From the records below, determine the number of lines containing "pineapple". Output that number alone.

SUPPLIED RECORDS:
........

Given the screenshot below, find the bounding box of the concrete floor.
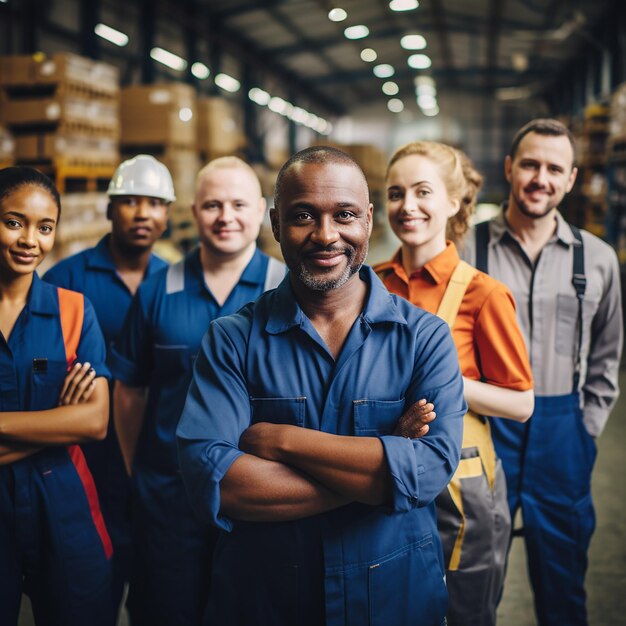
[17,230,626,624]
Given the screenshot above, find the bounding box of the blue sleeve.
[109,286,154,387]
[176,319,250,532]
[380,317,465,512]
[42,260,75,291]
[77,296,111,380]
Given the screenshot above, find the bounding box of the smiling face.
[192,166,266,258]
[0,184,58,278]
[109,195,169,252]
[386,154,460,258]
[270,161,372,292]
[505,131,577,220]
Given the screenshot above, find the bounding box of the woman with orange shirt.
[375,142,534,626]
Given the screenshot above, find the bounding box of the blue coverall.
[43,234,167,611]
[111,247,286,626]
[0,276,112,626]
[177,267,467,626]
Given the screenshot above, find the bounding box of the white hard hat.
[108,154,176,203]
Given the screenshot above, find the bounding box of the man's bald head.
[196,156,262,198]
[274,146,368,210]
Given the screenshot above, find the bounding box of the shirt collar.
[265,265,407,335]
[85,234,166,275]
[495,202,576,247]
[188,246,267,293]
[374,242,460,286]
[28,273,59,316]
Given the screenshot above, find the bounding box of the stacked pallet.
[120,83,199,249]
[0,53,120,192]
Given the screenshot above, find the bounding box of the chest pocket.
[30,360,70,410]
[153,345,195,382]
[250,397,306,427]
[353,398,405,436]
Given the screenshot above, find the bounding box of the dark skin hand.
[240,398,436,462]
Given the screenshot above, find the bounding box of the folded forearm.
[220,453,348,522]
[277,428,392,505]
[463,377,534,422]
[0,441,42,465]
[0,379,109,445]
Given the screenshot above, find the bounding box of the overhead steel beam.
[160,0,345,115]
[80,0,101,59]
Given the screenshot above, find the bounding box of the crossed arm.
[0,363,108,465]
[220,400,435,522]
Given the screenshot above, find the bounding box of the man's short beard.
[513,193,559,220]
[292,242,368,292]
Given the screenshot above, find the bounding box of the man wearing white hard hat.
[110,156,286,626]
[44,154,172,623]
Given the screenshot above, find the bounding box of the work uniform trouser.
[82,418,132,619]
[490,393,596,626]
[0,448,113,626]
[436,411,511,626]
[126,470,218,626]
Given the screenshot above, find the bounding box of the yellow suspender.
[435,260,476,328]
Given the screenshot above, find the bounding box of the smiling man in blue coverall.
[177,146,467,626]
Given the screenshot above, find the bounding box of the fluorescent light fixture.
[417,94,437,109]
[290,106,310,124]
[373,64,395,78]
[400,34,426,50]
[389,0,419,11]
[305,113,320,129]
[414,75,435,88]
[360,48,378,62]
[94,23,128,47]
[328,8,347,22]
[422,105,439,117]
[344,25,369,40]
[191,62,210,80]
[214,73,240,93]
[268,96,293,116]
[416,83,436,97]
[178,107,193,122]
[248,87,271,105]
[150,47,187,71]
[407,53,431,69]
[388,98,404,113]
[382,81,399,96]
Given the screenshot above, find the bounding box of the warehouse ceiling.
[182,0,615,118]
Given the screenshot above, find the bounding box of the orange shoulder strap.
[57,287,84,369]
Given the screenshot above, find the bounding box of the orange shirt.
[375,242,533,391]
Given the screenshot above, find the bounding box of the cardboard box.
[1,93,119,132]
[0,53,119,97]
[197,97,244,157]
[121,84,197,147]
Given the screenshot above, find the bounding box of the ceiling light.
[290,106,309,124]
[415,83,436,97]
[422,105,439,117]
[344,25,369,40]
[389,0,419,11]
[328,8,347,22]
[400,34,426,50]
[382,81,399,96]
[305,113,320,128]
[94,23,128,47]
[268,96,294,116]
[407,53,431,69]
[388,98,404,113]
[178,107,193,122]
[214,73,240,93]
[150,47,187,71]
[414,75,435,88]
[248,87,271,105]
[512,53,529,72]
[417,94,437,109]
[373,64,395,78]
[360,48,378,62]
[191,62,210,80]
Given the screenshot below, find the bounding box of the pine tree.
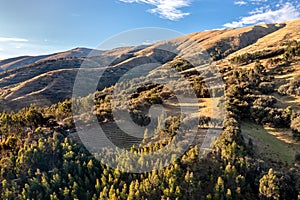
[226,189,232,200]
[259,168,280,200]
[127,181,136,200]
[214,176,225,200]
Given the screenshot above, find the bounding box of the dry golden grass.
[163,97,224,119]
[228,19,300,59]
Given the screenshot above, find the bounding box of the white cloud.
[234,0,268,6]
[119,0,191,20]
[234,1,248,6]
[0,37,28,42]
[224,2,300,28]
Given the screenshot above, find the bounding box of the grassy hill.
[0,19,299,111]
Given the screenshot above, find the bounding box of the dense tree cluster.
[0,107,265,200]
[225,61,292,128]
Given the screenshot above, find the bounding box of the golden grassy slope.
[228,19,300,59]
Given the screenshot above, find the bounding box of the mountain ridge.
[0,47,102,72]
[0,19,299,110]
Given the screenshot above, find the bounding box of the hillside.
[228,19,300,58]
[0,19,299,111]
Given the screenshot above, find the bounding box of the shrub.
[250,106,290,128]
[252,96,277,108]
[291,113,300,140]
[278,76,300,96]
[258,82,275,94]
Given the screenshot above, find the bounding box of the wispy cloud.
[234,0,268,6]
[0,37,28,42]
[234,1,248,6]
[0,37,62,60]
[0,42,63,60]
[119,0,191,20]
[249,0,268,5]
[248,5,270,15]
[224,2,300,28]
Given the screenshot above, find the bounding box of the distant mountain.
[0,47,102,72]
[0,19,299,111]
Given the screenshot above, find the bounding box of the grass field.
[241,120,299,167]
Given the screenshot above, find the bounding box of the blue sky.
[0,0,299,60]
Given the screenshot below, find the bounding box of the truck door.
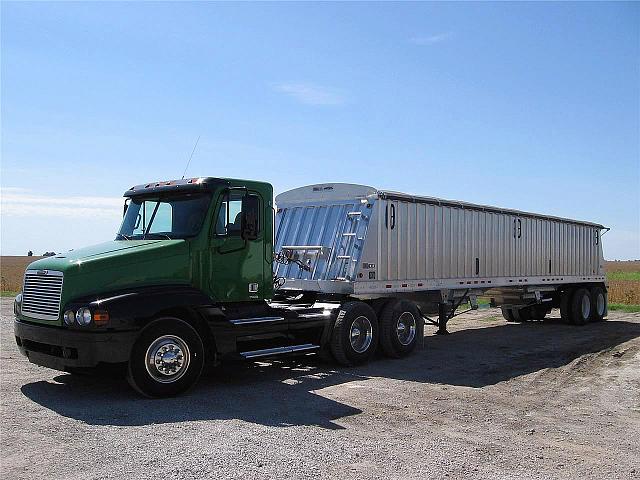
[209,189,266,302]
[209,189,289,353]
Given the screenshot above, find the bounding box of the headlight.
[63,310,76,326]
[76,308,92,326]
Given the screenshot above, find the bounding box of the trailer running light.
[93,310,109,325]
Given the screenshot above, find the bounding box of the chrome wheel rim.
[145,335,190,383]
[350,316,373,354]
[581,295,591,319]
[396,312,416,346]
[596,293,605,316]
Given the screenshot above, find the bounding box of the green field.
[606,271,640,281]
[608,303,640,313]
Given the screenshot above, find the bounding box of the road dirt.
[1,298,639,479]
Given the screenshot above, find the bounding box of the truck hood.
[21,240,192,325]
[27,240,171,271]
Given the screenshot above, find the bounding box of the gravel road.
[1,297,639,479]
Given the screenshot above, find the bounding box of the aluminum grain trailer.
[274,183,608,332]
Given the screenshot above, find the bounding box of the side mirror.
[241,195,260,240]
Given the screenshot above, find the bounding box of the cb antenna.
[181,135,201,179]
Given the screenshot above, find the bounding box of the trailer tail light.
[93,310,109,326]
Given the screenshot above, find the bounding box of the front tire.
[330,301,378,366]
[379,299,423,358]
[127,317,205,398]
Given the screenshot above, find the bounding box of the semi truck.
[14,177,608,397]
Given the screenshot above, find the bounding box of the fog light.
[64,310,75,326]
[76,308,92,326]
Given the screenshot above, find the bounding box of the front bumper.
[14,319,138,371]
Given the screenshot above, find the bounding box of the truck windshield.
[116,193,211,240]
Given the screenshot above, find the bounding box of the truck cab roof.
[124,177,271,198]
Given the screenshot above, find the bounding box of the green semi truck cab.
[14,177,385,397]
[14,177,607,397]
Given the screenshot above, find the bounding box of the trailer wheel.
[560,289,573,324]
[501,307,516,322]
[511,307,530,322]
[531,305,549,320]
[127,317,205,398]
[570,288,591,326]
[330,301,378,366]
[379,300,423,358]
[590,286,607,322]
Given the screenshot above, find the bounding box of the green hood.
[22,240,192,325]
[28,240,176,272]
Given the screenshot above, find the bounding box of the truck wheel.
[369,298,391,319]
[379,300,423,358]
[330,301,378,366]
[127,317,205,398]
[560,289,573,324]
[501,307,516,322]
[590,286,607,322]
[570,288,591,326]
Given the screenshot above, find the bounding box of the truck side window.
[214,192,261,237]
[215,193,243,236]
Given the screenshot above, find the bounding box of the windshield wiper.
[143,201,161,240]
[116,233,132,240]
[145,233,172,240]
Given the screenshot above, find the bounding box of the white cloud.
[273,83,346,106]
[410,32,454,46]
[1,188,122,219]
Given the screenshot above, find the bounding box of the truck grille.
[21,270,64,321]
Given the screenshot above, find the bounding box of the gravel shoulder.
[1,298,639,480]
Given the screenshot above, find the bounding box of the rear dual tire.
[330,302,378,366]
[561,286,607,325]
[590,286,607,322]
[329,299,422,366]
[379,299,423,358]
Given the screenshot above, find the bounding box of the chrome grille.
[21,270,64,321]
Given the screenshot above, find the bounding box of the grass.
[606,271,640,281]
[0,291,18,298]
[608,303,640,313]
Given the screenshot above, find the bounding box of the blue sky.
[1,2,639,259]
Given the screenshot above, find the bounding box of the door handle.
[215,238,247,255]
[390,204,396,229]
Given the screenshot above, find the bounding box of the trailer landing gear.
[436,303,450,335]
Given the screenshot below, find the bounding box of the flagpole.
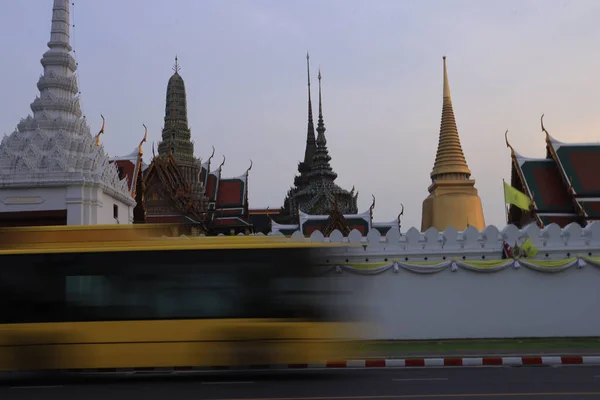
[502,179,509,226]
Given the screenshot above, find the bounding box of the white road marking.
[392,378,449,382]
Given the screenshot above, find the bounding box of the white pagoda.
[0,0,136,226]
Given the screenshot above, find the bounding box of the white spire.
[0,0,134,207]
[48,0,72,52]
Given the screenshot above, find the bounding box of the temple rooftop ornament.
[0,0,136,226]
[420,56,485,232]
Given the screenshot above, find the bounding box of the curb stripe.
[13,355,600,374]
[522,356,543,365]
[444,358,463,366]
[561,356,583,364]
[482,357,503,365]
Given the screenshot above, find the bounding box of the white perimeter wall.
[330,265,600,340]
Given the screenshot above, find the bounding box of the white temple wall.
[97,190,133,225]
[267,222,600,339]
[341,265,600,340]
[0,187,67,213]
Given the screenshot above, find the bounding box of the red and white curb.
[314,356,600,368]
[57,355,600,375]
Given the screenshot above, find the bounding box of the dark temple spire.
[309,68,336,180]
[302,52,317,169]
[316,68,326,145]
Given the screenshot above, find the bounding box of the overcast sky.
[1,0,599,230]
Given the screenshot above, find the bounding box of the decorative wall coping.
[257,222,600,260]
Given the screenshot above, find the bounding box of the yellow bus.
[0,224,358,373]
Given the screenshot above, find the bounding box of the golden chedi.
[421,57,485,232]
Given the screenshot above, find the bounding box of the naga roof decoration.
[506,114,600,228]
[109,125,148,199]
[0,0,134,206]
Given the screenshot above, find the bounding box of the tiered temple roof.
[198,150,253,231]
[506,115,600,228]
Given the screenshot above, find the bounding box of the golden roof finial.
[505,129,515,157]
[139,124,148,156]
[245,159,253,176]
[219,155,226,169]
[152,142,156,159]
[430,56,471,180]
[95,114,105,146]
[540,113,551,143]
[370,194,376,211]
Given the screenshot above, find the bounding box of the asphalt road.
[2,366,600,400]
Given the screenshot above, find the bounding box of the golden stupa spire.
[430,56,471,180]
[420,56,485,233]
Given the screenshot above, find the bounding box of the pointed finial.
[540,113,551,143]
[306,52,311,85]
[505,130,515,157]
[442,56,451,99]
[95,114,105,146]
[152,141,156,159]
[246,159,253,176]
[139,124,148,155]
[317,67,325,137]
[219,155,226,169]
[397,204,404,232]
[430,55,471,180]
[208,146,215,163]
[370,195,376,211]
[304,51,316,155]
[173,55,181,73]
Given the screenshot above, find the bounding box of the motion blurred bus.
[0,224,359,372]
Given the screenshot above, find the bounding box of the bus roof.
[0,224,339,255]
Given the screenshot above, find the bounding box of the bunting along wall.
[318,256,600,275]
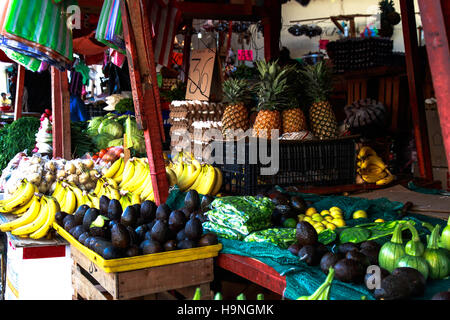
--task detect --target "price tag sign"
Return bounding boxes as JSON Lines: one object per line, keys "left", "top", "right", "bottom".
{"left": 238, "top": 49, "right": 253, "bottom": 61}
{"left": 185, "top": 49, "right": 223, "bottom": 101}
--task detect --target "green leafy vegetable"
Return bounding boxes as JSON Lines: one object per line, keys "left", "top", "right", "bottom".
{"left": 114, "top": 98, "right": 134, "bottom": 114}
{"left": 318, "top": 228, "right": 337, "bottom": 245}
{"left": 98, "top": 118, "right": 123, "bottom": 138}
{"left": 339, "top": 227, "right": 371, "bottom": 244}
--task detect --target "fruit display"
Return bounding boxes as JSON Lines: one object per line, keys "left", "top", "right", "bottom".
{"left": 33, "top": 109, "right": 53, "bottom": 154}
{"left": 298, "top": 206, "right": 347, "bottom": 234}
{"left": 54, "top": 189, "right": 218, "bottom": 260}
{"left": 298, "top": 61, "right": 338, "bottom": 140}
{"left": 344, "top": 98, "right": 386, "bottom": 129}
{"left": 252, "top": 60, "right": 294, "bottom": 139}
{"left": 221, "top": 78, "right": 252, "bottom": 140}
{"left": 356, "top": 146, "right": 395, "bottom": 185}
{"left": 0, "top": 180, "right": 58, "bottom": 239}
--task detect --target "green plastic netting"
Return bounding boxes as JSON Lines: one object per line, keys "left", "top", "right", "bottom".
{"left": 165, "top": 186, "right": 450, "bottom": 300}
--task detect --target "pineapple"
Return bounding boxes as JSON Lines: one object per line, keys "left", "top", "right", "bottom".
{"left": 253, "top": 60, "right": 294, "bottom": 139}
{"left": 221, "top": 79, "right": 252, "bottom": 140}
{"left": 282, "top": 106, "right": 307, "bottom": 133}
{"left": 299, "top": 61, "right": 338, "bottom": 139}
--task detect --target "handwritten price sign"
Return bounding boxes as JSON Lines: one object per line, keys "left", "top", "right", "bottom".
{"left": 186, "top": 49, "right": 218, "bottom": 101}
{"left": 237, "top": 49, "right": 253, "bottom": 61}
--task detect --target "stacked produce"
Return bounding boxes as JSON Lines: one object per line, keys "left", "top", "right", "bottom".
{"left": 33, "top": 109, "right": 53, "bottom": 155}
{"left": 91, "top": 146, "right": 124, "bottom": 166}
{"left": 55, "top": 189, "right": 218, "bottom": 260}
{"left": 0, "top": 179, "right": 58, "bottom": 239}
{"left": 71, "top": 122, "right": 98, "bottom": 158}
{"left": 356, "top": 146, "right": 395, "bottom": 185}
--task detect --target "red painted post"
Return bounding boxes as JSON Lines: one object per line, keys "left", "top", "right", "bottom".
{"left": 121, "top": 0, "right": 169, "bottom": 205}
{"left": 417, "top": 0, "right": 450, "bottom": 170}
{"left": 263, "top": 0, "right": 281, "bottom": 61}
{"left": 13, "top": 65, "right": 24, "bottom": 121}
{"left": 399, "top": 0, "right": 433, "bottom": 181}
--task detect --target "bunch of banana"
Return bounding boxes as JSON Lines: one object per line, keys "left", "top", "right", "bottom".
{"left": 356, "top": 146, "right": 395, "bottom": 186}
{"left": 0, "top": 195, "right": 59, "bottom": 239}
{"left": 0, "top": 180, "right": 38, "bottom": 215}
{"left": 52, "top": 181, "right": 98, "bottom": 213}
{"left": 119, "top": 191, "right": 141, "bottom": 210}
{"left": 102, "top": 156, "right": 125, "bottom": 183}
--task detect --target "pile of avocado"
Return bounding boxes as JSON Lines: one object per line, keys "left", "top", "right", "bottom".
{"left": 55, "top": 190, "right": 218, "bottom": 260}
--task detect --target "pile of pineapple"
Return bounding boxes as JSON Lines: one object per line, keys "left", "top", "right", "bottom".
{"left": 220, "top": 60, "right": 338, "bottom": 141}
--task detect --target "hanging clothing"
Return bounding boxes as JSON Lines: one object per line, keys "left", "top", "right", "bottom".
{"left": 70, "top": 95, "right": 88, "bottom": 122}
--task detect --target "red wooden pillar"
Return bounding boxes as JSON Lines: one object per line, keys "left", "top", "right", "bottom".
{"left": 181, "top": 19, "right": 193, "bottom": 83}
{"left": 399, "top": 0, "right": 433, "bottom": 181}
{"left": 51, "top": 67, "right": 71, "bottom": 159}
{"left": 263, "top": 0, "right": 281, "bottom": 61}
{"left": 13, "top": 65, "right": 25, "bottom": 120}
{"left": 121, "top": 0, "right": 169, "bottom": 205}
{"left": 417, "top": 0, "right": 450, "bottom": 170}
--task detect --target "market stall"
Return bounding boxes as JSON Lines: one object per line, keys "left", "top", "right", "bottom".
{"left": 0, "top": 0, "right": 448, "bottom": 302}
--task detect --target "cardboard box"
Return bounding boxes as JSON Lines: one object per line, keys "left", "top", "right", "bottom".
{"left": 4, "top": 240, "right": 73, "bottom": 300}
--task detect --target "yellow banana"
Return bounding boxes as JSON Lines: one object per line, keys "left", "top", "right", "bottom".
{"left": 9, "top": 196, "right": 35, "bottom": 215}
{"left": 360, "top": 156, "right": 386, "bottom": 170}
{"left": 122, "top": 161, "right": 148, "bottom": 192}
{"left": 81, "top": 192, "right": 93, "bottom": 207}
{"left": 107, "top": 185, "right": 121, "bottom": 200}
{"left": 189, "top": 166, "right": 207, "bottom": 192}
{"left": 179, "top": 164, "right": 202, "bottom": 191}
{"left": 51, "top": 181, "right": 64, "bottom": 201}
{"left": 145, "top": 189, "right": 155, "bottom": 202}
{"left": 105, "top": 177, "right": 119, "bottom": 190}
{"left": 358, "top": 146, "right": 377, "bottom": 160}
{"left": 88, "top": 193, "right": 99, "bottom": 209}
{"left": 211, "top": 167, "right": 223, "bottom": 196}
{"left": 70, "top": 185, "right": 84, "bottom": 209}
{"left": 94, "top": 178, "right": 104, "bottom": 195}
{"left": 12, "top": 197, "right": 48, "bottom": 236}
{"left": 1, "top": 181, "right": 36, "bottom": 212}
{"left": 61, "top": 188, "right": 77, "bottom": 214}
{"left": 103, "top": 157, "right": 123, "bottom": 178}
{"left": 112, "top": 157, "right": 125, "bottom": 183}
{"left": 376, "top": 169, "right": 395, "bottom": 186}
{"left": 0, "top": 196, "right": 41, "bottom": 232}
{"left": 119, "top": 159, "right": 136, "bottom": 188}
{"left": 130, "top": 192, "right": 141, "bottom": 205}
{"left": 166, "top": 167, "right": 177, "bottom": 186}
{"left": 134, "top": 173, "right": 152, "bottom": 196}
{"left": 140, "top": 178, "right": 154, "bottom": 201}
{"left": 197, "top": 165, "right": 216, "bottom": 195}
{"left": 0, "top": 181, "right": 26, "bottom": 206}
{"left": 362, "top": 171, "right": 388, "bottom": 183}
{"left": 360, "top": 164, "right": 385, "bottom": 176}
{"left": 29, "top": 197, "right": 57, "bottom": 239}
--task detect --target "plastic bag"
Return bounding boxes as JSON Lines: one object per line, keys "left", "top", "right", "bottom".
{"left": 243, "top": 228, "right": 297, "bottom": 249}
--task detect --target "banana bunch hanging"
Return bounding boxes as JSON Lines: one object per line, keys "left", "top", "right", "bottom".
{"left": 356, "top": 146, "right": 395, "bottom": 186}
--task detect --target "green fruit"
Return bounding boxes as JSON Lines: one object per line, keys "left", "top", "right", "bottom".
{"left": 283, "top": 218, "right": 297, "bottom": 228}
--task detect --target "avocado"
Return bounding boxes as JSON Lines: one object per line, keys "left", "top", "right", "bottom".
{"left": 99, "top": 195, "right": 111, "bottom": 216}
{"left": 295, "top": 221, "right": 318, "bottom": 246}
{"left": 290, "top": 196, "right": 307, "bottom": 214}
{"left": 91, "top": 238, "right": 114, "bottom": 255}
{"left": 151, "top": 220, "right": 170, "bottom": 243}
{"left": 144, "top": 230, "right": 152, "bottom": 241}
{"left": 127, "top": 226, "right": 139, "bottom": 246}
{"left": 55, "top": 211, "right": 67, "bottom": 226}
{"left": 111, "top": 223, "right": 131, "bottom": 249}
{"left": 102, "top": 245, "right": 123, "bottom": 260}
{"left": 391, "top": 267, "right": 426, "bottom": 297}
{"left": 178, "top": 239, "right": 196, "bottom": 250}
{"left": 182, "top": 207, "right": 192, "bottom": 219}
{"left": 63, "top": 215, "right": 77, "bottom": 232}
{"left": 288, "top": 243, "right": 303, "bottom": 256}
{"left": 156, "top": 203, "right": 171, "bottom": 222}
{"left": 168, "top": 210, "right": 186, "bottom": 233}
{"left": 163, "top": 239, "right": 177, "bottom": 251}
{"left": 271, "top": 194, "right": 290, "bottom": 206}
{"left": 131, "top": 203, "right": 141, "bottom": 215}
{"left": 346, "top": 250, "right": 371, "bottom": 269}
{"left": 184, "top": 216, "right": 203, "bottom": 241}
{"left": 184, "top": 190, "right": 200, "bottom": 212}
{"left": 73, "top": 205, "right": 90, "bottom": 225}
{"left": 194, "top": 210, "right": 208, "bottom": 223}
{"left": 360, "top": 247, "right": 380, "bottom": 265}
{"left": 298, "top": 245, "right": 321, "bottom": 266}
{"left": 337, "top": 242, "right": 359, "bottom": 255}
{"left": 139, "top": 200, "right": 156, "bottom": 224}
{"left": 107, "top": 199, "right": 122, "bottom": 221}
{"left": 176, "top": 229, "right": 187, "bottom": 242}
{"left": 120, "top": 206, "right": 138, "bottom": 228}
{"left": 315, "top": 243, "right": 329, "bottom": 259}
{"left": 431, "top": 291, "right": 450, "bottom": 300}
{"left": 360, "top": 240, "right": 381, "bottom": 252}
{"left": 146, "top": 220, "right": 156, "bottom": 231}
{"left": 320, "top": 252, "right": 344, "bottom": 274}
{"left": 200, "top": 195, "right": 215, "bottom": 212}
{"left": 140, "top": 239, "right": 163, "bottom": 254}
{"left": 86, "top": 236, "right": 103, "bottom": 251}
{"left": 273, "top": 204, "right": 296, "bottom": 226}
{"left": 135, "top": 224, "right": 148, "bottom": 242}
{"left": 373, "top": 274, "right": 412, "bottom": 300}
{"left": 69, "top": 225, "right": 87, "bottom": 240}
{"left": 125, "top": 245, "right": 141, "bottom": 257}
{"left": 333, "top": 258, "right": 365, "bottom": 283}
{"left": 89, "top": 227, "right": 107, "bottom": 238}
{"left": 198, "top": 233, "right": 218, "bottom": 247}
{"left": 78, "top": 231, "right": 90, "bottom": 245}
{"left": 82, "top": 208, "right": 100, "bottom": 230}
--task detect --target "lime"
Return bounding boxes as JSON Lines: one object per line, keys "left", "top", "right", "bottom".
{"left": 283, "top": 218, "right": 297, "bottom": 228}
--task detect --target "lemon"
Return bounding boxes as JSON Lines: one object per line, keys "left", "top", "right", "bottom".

........

RESULT FOR THIS EXERCISE: 2